**EXERCISE OBJECTIVE:** All of the records listed below should be retyped exactly.

(Coordinate labeling data)
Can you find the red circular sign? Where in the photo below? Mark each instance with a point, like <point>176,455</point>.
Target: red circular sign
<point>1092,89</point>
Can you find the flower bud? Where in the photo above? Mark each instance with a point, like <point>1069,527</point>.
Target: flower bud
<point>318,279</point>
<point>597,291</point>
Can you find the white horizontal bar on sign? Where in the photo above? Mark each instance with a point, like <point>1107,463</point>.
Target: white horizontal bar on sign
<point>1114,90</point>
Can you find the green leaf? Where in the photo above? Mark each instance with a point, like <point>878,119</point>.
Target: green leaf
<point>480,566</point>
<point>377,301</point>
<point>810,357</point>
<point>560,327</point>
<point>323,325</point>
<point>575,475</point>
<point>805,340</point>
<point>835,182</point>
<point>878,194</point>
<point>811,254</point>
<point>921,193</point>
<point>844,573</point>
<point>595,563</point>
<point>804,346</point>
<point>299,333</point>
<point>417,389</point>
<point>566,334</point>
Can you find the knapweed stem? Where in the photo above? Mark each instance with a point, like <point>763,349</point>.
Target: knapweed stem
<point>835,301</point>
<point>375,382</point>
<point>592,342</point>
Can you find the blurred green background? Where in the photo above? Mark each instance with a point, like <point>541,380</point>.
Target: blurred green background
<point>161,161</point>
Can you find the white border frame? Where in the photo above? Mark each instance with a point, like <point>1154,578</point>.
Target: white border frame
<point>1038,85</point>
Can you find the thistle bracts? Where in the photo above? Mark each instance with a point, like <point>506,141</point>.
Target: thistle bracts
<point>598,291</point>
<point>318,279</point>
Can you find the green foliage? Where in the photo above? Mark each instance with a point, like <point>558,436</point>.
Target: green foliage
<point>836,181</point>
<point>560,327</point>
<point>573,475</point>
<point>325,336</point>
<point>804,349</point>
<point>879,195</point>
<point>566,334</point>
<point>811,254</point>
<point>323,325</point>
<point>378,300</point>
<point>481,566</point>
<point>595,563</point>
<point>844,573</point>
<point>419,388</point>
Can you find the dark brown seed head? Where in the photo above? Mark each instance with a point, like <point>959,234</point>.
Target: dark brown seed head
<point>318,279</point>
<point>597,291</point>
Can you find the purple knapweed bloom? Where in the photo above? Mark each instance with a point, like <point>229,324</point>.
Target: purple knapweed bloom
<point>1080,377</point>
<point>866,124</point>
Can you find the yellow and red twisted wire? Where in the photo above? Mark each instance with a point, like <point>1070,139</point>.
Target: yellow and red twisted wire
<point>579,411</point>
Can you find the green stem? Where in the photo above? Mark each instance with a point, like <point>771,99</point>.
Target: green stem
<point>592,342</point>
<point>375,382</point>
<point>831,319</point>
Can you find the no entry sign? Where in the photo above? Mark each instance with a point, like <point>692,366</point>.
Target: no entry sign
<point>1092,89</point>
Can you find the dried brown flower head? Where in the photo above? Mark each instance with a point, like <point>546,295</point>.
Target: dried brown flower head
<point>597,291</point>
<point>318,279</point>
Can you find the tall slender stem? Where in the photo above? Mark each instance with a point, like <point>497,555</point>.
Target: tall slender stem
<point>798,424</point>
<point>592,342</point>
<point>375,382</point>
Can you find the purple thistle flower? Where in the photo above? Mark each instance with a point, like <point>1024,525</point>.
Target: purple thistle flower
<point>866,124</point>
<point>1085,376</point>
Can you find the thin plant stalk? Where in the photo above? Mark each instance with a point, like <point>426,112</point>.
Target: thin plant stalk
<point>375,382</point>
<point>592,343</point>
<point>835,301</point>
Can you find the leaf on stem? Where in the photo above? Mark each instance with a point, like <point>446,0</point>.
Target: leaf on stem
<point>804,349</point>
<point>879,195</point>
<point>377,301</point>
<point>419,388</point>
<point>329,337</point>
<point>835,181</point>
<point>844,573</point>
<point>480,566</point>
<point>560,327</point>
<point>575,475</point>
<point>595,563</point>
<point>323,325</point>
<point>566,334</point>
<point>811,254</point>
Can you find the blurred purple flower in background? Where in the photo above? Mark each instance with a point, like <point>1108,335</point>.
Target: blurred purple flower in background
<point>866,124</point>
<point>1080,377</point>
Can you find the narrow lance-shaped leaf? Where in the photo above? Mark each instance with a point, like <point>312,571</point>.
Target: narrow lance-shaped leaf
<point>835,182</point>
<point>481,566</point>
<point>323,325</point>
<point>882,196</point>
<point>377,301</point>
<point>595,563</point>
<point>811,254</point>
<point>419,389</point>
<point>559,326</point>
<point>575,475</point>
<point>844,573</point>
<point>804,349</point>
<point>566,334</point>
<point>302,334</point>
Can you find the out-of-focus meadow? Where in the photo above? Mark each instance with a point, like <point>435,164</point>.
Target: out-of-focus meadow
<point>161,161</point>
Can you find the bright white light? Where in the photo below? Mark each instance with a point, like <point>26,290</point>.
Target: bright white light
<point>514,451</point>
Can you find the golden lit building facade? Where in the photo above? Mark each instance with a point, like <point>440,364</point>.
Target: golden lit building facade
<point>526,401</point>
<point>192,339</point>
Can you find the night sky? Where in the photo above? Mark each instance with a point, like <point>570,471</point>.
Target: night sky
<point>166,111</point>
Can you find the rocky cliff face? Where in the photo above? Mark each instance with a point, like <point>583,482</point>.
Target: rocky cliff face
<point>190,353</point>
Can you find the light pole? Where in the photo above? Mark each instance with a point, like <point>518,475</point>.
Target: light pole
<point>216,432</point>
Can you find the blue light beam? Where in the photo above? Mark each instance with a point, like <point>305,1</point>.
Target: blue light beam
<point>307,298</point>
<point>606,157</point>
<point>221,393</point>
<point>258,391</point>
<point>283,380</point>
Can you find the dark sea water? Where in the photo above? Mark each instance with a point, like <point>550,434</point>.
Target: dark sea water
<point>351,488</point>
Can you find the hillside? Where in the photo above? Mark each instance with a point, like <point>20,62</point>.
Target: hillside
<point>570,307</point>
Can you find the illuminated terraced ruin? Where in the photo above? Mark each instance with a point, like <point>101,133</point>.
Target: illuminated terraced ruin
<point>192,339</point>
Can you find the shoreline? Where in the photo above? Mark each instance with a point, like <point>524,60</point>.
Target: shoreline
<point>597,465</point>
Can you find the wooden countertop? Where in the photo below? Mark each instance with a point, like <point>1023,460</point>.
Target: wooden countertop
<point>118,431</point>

**SOLUTION TO THE PROBLEM:**
Can you find the red circular sign? Where in the photo below? Mark each instance with a point, like <point>176,455</point>.
Target: red circular sign
<point>1092,89</point>
Can you find the flower bud? Where in the photo above? Mark each instance with a point, like <point>1069,527</point>.
Target: flower bud
<point>318,279</point>
<point>597,291</point>
Can you find the white horizontal bar on sign? Where in the photo above? Mark each instance with a point, like <point>1107,463</point>.
Target: white horizontal bar on sign
<point>1114,90</point>
Can you find the green leaf? Where in the photo above? Mark each instance with a point, like <point>878,119</point>.
Target: green leaf
<point>480,566</point>
<point>377,301</point>
<point>810,357</point>
<point>560,327</point>
<point>323,325</point>
<point>575,475</point>
<point>805,340</point>
<point>835,182</point>
<point>878,194</point>
<point>811,254</point>
<point>921,193</point>
<point>844,573</point>
<point>595,563</point>
<point>804,346</point>
<point>299,333</point>
<point>417,389</point>
<point>566,334</point>
Can you find the knapweed stem? Where in the photo above? Mark each instance with a point, like <point>763,349</point>.
Target: knapweed stem
<point>835,301</point>
<point>375,382</point>
<point>592,342</point>
Can you find the blurred green background? Where in the photo above? Mark each instance with a point, like <point>541,380</point>.
Target: blurred green background
<point>161,161</point>
Can you find the white border frame? Where in the photo above? Mark each instance with a point, like <point>1154,578</point>.
Target: white border frame
<point>1038,85</point>
Can you find the thistle bracts? Where in the photo above? Mark each instance with a point, like <point>506,141</point>.
Target: thistle bracts
<point>598,291</point>
<point>318,279</point>
Can you find the green foliage? Where in the photo above? Mark each instance with a point, like <point>558,436</point>.
Target: green foliage
<point>836,181</point>
<point>560,327</point>
<point>573,475</point>
<point>325,336</point>
<point>804,349</point>
<point>879,195</point>
<point>566,334</point>
<point>811,254</point>
<point>323,325</point>
<point>378,300</point>
<point>481,566</point>
<point>595,563</point>
<point>844,573</point>
<point>419,388</point>
Can you find the dark brown seed head? Where in the photo above? Mark each instance with a point, like <point>959,234</point>.
Target: dark brown seed head
<point>318,279</point>
<point>597,291</point>
Can you find the purple knapweed bloom? Where in the photo above? Mark each instance with a point, like <point>229,324</point>.
Target: purple knapweed bloom
<point>1080,377</point>
<point>866,124</point>
Can you find the yellow and red twisted wire? Where in the photo above? Mark each instance with a point, like <point>1070,139</point>.
Target: yellow and red twisted wire
<point>579,411</point>
Can you find the green stem? Where in the photo above? Mark each instance with a point, like <point>771,99</point>.
Target: green stem
<point>592,342</point>
<point>375,382</point>
<point>831,319</point>
Can you find the no entry sign? Where in the photo above? Mark each instance with a point, like <point>692,366</point>.
Target: no entry sign
<point>1092,89</point>
Can you find the dried brown flower head? Where in the photo above? Mark each instance with a point, like <point>546,295</point>.
Target: dried brown flower head
<point>597,291</point>
<point>318,279</point>
Can you find the tall slender stem? Where in the photo above? Mark each instance with a point, like <point>497,555</point>.
Target: tall slender stem
<point>798,424</point>
<point>592,342</point>
<point>375,382</point>
Can you find the purple thistle flower? Where in the photo above? Mark each instance with a point, like <point>1024,525</point>.
Target: purple thistle flower
<point>866,124</point>
<point>1085,376</point>
Can you find the thin plant stalk? Where in the photo above? Mark each instance with a point, like <point>426,112</point>.
Target: thin plant stalk
<point>375,382</point>
<point>592,343</point>
<point>835,301</point>
Can you find the leaf on stem? Where in the photo above? Mark each instance with a point, like <point>446,0</point>.
Target: leaf on stem
<point>804,349</point>
<point>879,195</point>
<point>377,301</point>
<point>419,388</point>
<point>329,337</point>
<point>835,181</point>
<point>844,573</point>
<point>480,566</point>
<point>560,327</point>
<point>575,475</point>
<point>595,563</point>
<point>323,325</point>
<point>566,334</point>
<point>811,254</point>
Can you find the blurred purple flower in background? Where in the photo above? Mark each instance with a point, like <point>1108,335</point>.
Target: blurred purple flower in background
<point>866,124</point>
<point>1080,377</point>
Can you find the narrow lance-shaped leaf? Where in the photo above? Mark each instance with a point, like <point>312,571</point>.
Target: narrow lance-shaped leaf
<point>835,182</point>
<point>481,566</point>
<point>323,325</point>
<point>882,196</point>
<point>377,301</point>
<point>595,563</point>
<point>811,254</point>
<point>419,389</point>
<point>559,326</point>
<point>575,475</point>
<point>844,573</point>
<point>804,349</point>
<point>566,334</point>
<point>302,334</point>
Can you find the out-of-focus meadow? Where in the photo above? Mark each instance with a point, like <point>435,164</point>.
Target: out-of-focus meadow
<point>161,161</point>
Can you find the bright white light? Where in the photo below? Mark each instance with a point, like <point>26,290</point>.
Target: bright white light
<point>514,451</point>
Can you find the golden lit building facade? Where in the photo above? Mark each instance with a point, like <point>440,364</point>.
Target: golden lit building facade
<point>526,401</point>
<point>192,339</point>
Can you find the night sky? Where in the photo above? Mark each instance with a point, like <point>570,471</point>.
Target: night sky
<point>166,111</point>
Can you find the rocky cliff face? Where in the photo above? Mark each instance with a point, like <point>583,482</point>.
Target: rocky cliff face
<point>190,353</point>
Can you find the light pole? Where in the photo above? Mark each instance with a point, like <point>518,475</point>.
Target: light pole
<point>216,432</point>
Can you find the blue light beam? Where in the photo above? Mark each instance with a point, like <point>305,1</point>.
Target: blue light beam
<point>307,298</point>
<point>606,157</point>
<point>221,393</point>
<point>258,391</point>
<point>283,380</point>
Can you find the dark sea water? Where in the photo above? Mark each instance with a point, like <point>550,434</point>.
Target: dark sea water
<point>351,488</point>
Can you find the hillside? Where in the photo above? Mark each instance with a point, like <point>20,62</point>.
Target: hillside
<point>570,307</point>
Can you find the illuminated terraced ruin? Where in the photo above? Mark each instance with a point, like <point>101,133</point>.
Target: illuminated terraced ruin
<point>192,339</point>
Can you find the shoreline? Where in the photo above? Mark each instance with a point, like <point>524,60</point>.
Target: shoreline
<point>597,465</point>
Can you find the wooden countertop? Where in the photo below? Mark each instance with a point, like <point>1023,460</point>.
Target: wooden countertop
<point>118,431</point>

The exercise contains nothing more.